• [Exercise]
Please reproduce every line of the listing below as a numbered list, skipping blank lines and leaving out the pictures.

• [Given entries]

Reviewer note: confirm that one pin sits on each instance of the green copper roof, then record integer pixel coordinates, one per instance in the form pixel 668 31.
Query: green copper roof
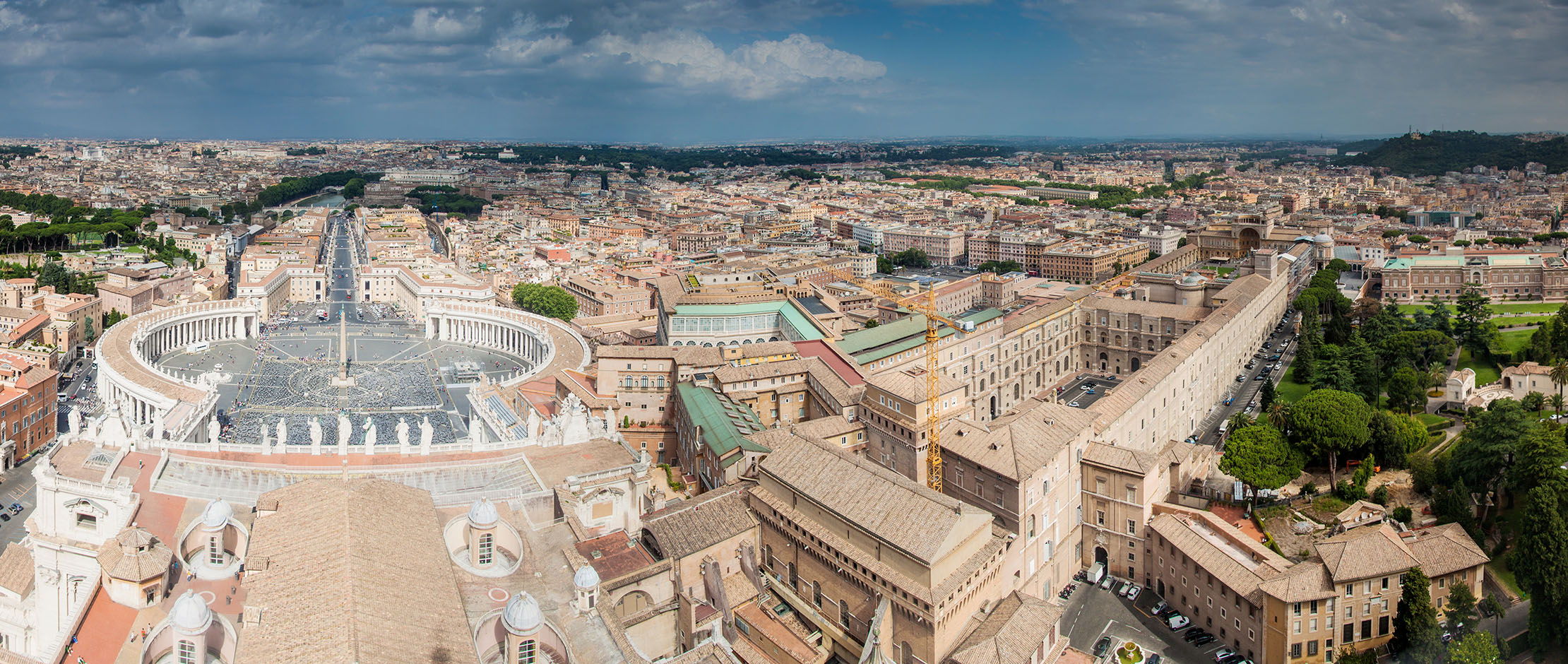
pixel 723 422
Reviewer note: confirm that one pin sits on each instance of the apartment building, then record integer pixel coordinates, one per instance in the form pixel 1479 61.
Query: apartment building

• [Completed task]
1. Reviewer note: confirm that one pin sits on each instance of the green copper roof, then record integer pixel coordinates, one per instance in the form pixel 668 31.
2. Query: green copper roof
3. pixel 723 422
4. Reviewer note: confirm that one pin sits on each instance of the apartment building, then record integer pixel coordinates, one per instance in the form pixel 1479 61.
5. Query: apartment building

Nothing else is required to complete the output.